• [TASK DETAILS]: Count the lines in the records below that contain the string "foliage", matching case exactly, and reply with the number alone.

·····

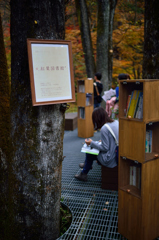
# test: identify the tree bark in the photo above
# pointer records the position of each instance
(5, 160)
(37, 132)
(106, 9)
(151, 43)
(82, 15)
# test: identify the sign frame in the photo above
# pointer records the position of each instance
(67, 80)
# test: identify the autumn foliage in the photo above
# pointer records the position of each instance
(128, 37)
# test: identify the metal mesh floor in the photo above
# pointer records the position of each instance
(94, 210)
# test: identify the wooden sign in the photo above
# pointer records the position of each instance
(51, 71)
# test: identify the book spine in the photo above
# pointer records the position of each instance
(131, 175)
(150, 140)
(134, 176)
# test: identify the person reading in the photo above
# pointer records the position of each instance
(107, 148)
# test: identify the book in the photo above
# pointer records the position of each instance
(131, 175)
(150, 141)
(140, 109)
(134, 176)
(87, 149)
(138, 177)
(147, 142)
(140, 93)
(139, 105)
(128, 102)
(82, 112)
(133, 103)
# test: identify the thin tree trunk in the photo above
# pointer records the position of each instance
(151, 40)
(37, 132)
(82, 14)
(106, 9)
(5, 161)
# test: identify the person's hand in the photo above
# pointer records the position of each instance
(88, 141)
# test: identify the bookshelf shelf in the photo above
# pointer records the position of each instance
(131, 190)
(85, 107)
(138, 205)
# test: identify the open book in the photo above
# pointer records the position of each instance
(87, 149)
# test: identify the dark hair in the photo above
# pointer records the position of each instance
(100, 117)
(98, 75)
(123, 76)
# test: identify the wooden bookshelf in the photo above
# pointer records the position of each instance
(138, 203)
(85, 103)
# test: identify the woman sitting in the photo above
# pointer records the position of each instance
(107, 154)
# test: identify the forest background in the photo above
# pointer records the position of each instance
(128, 37)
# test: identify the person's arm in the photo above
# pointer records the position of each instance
(100, 87)
(104, 146)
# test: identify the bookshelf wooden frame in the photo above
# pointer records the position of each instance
(138, 209)
(85, 125)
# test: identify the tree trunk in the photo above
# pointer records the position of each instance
(5, 161)
(37, 132)
(151, 43)
(82, 15)
(106, 9)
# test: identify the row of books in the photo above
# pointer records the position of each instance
(81, 112)
(135, 104)
(148, 144)
(135, 176)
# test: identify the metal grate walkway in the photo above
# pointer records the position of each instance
(94, 210)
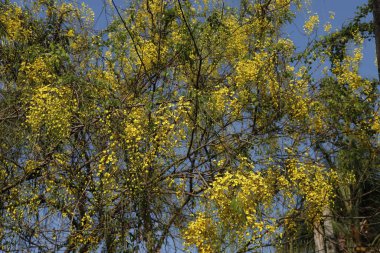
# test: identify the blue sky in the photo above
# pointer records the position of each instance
(344, 11)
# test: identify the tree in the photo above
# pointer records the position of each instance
(181, 124)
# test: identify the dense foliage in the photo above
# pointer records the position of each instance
(182, 125)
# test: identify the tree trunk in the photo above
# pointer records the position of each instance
(329, 232)
(376, 21)
(318, 238)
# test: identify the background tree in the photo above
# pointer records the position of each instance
(181, 121)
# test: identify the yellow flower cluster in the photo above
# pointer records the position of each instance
(311, 24)
(37, 72)
(243, 202)
(50, 110)
(13, 22)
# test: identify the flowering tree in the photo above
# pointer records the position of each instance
(182, 124)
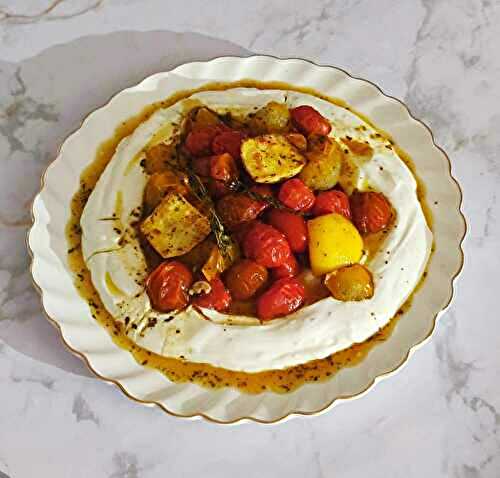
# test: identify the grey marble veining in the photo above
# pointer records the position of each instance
(439, 417)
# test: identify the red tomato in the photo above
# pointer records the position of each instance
(282, 298)
(289, 269)
(292, 226)
(167, 286)
(309, 121)
(217, 189)
(201, 166)
(266, 245)
(332, 201)
(228, 142)
(296, 195)
(223, 168)
(218, 298)
(199, 141)
(371, 211)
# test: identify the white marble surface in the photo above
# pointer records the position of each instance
(440, 417)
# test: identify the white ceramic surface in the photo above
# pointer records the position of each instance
(85, 336)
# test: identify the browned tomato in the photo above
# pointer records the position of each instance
(201, 166)
(266, 245)
(219, 298)
(167, 286)
(223, 168)
(371, 211)
(290, 268)
(309, 121)
(332, 201)
(292, 226)
(235, 209)
(295, 195)
(245, 278)
(282, 298)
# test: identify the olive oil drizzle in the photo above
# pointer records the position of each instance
(178, 370)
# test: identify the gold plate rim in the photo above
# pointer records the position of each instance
(84, 358)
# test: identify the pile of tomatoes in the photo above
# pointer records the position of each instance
(273, 240)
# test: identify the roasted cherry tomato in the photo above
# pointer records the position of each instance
(235, 209)
(266, 245)
(223, 168)
(245, 278)
(332, 201)
(201, 166)
(282, 298)
(292, 226)
(296, 195)
(241, 231)
(371, 211)
(199, 141)
(217, 189)
(309, 121)
(167, 286)
(218, 298)
(228, 142)
(288, 269)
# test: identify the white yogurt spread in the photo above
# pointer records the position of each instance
(315, 331)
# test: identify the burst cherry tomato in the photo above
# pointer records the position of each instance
(236, 209)
(201, 166)
(217, 189)
(332, 201)
(167, 286)
(228, 142)
(245, 278)
(223, 168)
(309, 121)
(371, 211)
(296, 195)
(292, 226)
(266, 245)
(199, 141)
(218, 298)
(288, 269)
(282, 298)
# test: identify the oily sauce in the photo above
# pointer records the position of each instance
(279, 381)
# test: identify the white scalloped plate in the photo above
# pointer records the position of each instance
(85, 337)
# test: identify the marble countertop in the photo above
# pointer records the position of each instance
(440, 417)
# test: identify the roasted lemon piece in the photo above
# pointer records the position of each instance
(270, 158)
(175, 226)
(333, 242)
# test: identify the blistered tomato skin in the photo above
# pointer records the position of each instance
(309, 121)
(282, 298)
(167, 286)
(219, 298)
(295, 195)
(290, 268)
(199, 142)
(292, 226)
(332, 201)
(245, 278)
(266, 245)
(228, 142)
(371, 211)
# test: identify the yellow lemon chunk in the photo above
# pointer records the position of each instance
(270, 158)
(333, 242)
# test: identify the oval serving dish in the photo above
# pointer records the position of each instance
(89, 340)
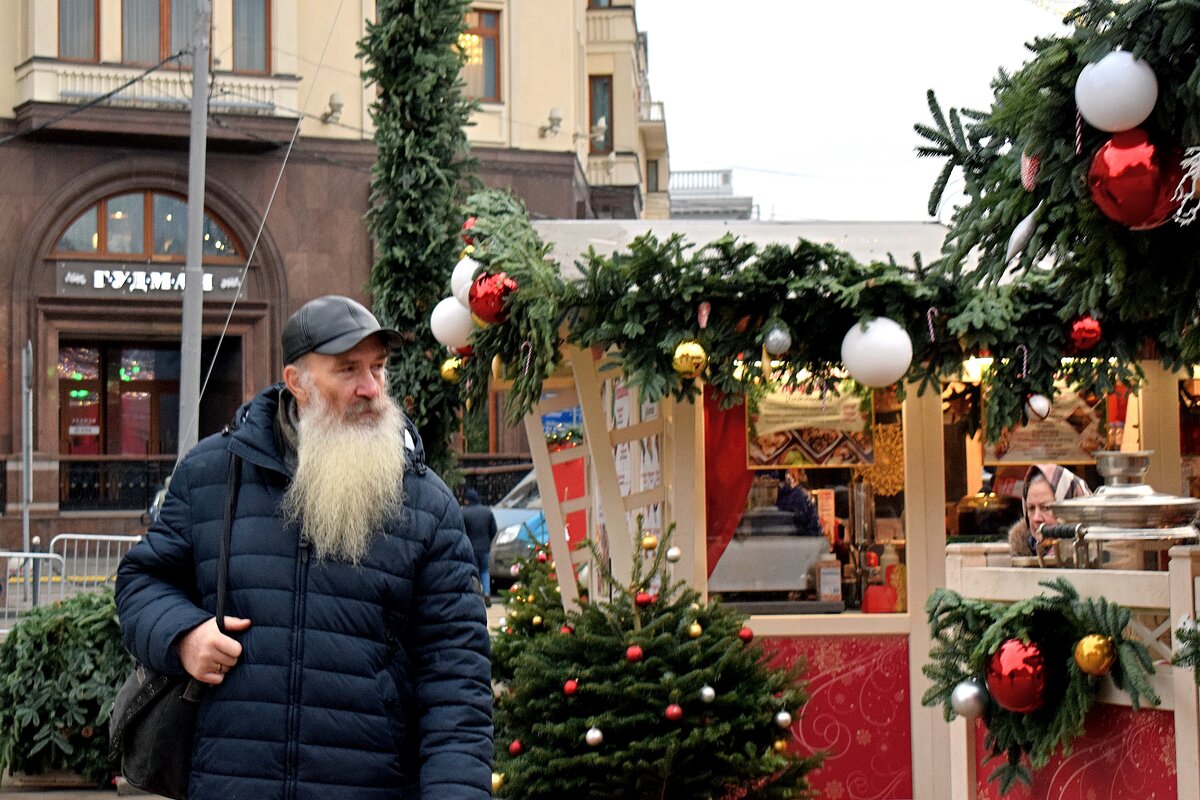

·····

• [RESULT BELOW]: 2